抜粋本文
※ ※ ※
ウ.「It is an aim of the present invention to provide for a heating element according to the preamble which has a relatively high breakdown voltage. In particular, the present invention aims to provide for a heating element, the substrate of which comprises aluminum or anodized aluminum. It will be clear that the term aluminum comprises both aluminum and alloys of aluminum. Furthermore, the present invention aims to provide for an electrical domestic appliance including such a heating element, as well as to a method of manufacturing the heating element.

These and other objects of the invention are achieved by a heating element according to thepreamble which is characterized in that the electrically insulating layer comprises a layer which is obtained by means of a sol-gel process.

By applying an electrically insulating layer comprising a so-called sol-gel layer several advantages are achieved. First of all, the sol-gel layer shows excellent electrically insulating properties. The carbon content of sol-gel materials is sufficiently low to prevent the formation of a carbonized conductive track in case of failure of the heating, thereby providing a safe heating element. Also, sol-gel materials have a high thermal conductivity which is in the order of magnitude of 0.5-2 W/m/°K. Furthermore, sol-gel material can be processed at temperatures below 400℃, which makes this material suitable to be applied directly to aluminum substrates. 」(明細書第1頁第18行?第2頁第6行)

[審決注:日本語訳は、刊行物2の対応日本出願である特願2002-582665号(特表2004-519832号)における、本件審判請求人による訳を用いた。]

本発明の目的は、相対的に高い降伏電圧を持つ前文による加熱素子を提供することにある。とりわけ、本発明は、基材がアルミニウム又は陽極酸化アルミニウムを有する加熱素子を提供することを目的とする。アルミニウムという用語がアルミニウムとアルミニウムの合金との両方を含むことは明らかであろう。更に、本発明は、このような加熱素子を含む家庭用電気器具、及び該加熱素子の製造方法を提供することを目的とする。
※ ※ ※
表示データ
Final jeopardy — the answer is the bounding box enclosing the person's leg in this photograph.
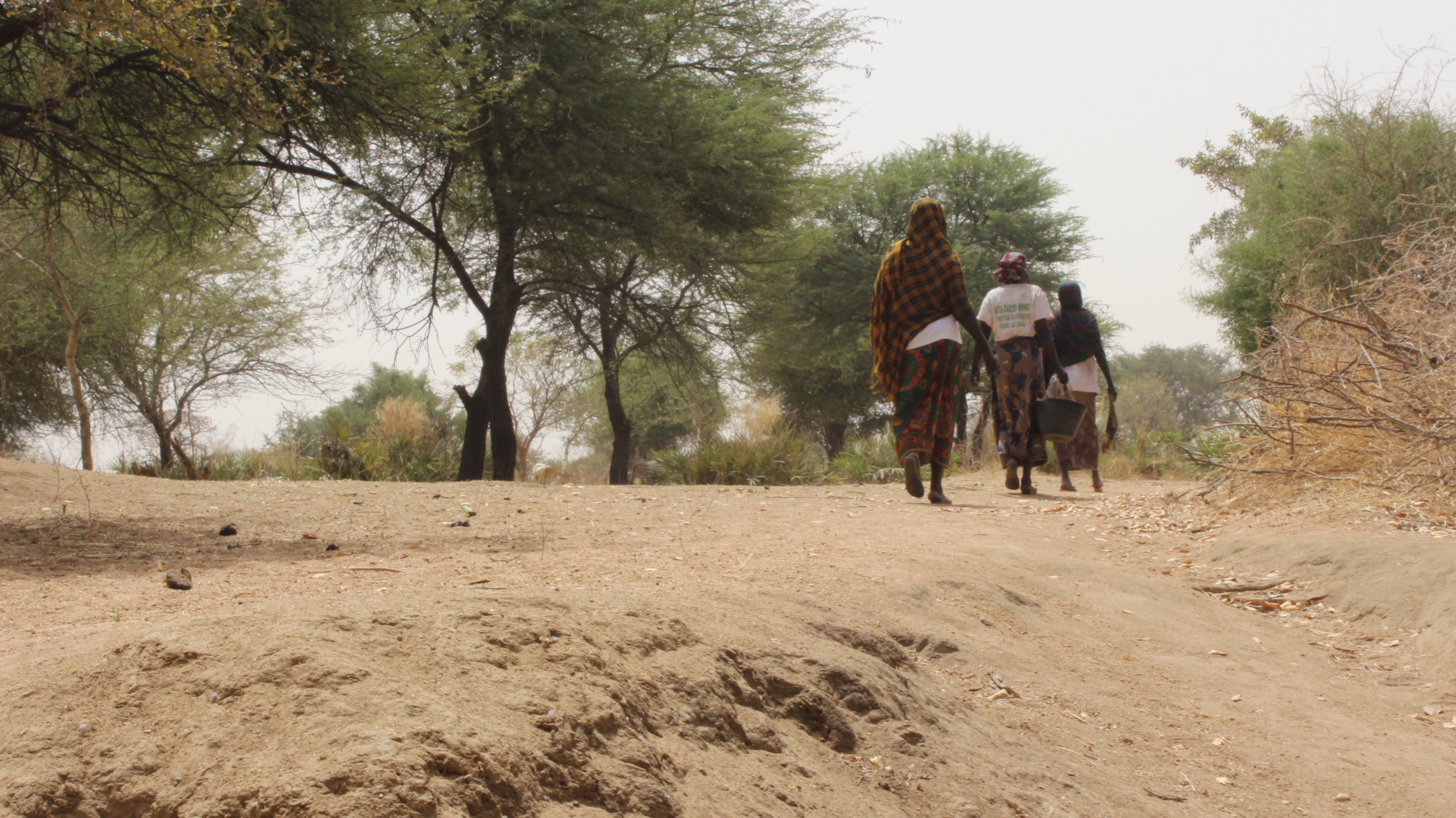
※ ※ ※
設問 A
加熱素子に関する抜粋に基づき、次の問いに答えてください。
(i) 本発明が特に提供を目指す加熱素子の基材は、何を有するものですか。
(ii) ゾルゲル材料の熱伝導率は、どの程度の大きさとされていますか。
(iii) ゾルゲル材料は、何℃未満の温度で処理できるとされていますか。
設問 B
加熱素子に関する抜粋のうち、「By applying an electrically insulating layer」で始まる段落を、主要な事実を残して日本語の箇条書きに書き直してください。
設問 C
加熱素子に関する抜粋を、最後の文の後から書き継いでください。

解答 A
(i) アルミニウム又は陽極酸化アルミニウム
(ii) 0.5～2 W/m/°K程度
(iii) 400℃

解答 B
ゾルゲル層を含む電気絶縁層を設けることで得られる利点：
- ゾルゲル層は優れた電気絶縁性を示す。
- ゾルゲル材料は炭素含有量が十分に低い。そのため加熱が故障した場合でも炭化した導電路が形成されず、加熱素子の安全性が確保される。
- ゾルゲル材料は0.5～2 W/m/°K程度の高い熱伝導率を持つ。
- ゾルゲル材料は400℃未満の温度で処理できる。そのためアルミニウム基材に直接施すのに適している。

解答 C
本発明のこれら及び他の目的は、電気絶縁性層がゾル・ゲルプロセスによって得られる層を有することを特徴とする加熱素子により達成される。

所謂ゾル・ゲル層を有する電気絶縁性層を塗布することにより、幾つかの利点が達成される。まず第1に、前記ゾル・ゲル層は優れた電気絶縁特性を示す。ゾル・ゲル材料の炭素含有量は、加熱の失敗の場合に炭化伝導性トラックの形成を防止するのに十分低く、それによって、安全な加熱素子を提供する。また、ゾル・ゲル材料は高い熱伝導性を持ち、該熱伝導性は略々0.5乃至2W/m/°K程度の大きさである。更に、ゾル・ゲル材料は400℃未満の温度で処理され得る。このことは、この材料をアルミニウム基材に直接的に塗布されるのに適当にする。

エ.「The heating element 1 as shown in figure 1 is built up of a substrate 2, an insulating layer 3, and a resistive layer 6.

In the embodiment shown, the substrate 2 comprises an aluminum alloy which is used for a sole plate of an iron. Said substrate 2 is covered with a layer 3 of an electrically insulating material. In the present case, the electrically insulating layer 3 consists of a first layer 4 which is obtained by means of sol-gel process, as well as a second layer 5 which comprises a thermoplastic resin. In this case, the thermoplastic resin comprises polyimide.

Sol gel materials can be cured at temperatures below 400℃,which makes it possible to apply said materials directly on an aluminum substrate. As the sol-gel layer 4 has a low carbon content, the creation of a conductive track is prevented, even in case of failure of the heating element. Thus, the insulating properties of the sol-gel layer 4 remain intact, even in extreme situations. Moreover, the thermal; conductivity of sol-gel materials is quite high and is in the order of magnitude of 0.5-2 W/m/°K.

As a result of certain requirements on heating elements the thickness of the electrically insulating layer has to be about 30-60μm . As it is difficult to build up such a thick layer by means of sol-gel techniques, a polyimide layer 5 is applied on top of the sol-gel layer in order to provide for the desired thickness. However, the sol-gel layer is as thick as possible in order to make use of all its advantages as disclosed in the above.

Example:

Method of manufacturing a heating element according to the present invention

The method of manufacturing the heating element according to the present invention at least comprises the following steps:

- providing a substrate;
- applying an electrically insulating layer on said substrate; and
- applying a resistive layer on top of the electrically insulating layer. 」(明細書第4頁第1行?第27行)

図1に示されているような加熱素子1は、基材2、絶縁性層3及び抵抗性層6から構築されている。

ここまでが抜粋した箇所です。